→ **Task instructions**:
Output each entry verbatim and exclude every picture from it.

Dataset entries:
□ □ □

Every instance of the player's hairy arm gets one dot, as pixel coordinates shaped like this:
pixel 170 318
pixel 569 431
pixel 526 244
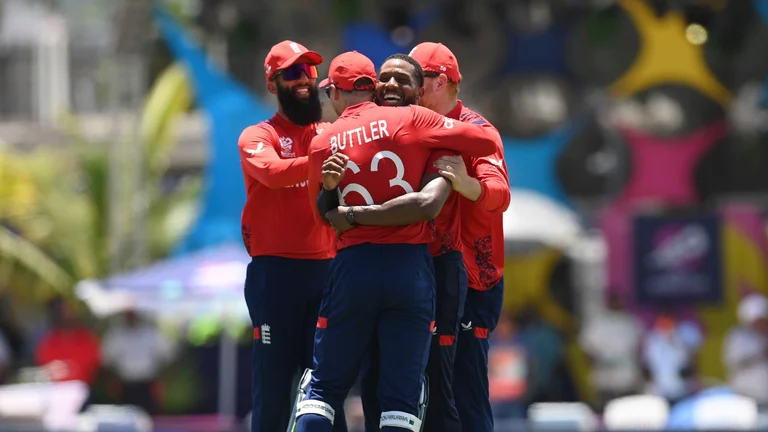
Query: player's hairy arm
pixel 407 209
pixel 429 129
pixel 260 160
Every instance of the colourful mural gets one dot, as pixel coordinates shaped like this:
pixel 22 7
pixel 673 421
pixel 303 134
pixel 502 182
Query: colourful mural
pixel 744 268
pixel 666 56
pixel 229 108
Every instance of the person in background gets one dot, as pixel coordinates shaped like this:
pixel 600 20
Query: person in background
pixel 136 351
pixel 483 184
pixel 69 351
pixel 5 359
pixel 510 369
pixel 612 342
pixel 668 354
pixel 745 350
pixel 290 251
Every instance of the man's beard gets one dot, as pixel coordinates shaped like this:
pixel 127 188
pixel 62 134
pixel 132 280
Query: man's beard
pixel 300 111
pixel 405 100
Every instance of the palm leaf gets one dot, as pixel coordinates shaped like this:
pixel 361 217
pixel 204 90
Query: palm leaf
pixel 15 250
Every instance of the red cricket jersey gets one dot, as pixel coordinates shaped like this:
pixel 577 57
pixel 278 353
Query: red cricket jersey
pixel 482 227
pixel 277 219
pixel 448 221
pixel 388 150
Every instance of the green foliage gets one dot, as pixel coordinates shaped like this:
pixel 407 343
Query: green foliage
pixel 55 201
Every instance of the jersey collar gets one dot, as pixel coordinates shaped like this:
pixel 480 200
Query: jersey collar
pixel 282 123
pixel 455 113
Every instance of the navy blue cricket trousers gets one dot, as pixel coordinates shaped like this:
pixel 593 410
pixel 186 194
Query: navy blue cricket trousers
pixel 383 290
pixel 482 311
pixel 283 297
pixel 450 295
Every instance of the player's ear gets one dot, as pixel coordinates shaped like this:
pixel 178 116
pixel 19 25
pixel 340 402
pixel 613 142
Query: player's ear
pixel 442 81
pixel 272 86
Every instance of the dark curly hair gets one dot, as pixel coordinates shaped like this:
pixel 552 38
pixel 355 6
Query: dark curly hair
pixel 418 72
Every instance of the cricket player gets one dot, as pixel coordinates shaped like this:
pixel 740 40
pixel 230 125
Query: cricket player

□ □ □

→ **Solution to this task**:
Every instance of the player's hairy arm gets one dot, as pixel coordinates shaped like this:
pixel 170 318
pixel 569 431
pixel 526 244
Query: player's hairy arm
pixel 407 209
pixel 429 129
pixel 260 160
Every instance of the colourful mural gets one dot, as pixel coordinates shaped like this:
pixel 22 7
pixel 673 421
pixel 303 134
pixel 502 182
Query: colourful mural
pixel 744 268
pixel 666 56
pixel 229 108
Every instance of the person in background gets one dot, as pixel coordinates shaped like this:
pixel 600 20
Query: person in background
pixel 136 351
pixel 483 184
pixel 69 351
pixel 5 359
pixel 510 369
pixel 612 342
pixel 668 354
pixel 745 350
pixel 290 251
Every instance of the man's beard gets one dot, as pixel coordinates shaped like this:
pixel 127 188
pixel 62 134
pixel 132 280
Query: man's beard
pixel 300 111
pixel 405 100
Every instance of the palm leaf gets one dot, as pixel coordinates shaped like this:
pixel 361 217
pixel 204 90
Query: palm leaf
pixel 15 250
Every instance of the red cricket jersey gets one dot, as pixel coordinates shaped like this:
pixel 577 57
pixel 278 353
Query: red cricket jersey
pixel 482 227
pixel 277 219
pixel 448 221
pixel 388 150
Every instance of the green foliage gets one dot, as pixel coordinates shaped like this:
pixel 407 343
Query: green foliage
pixel 55 201
Every instance of the jersey collar gets one dot, as pixel coordinates shaped like this:
pixel 480 200
Query: jersey collar
pixel 282 123
pixel 455 113
Every instance of the navy blue cricket trousers gets one dot, as pixel coordinates shaped like this:
pixel 593 410
pixel 186 194
Query: navy blue cricket trousers
pixel 383 290
pixel 482 311
pixel 283 297
pixel 450 295
Every instance of the player's ear gets one dot, as pixel coordinates shaped like this:
pixel 178 116
pixel 19 25
pixel 340 402
pixel 613 142
Query: player's ear
pixel 442 81
pixel 272 86
Every instance of the dark curly hair gets one dot, as pixel coordinates shaped like this:
pixel 552 38
pixel 355 6
Query: dark curly hair
pixel 418 72
Every instance of the cricket player gets one dot, as pixel coordinates shaped like this:
pixel 740 40
pixel 230 125
Query: cricket player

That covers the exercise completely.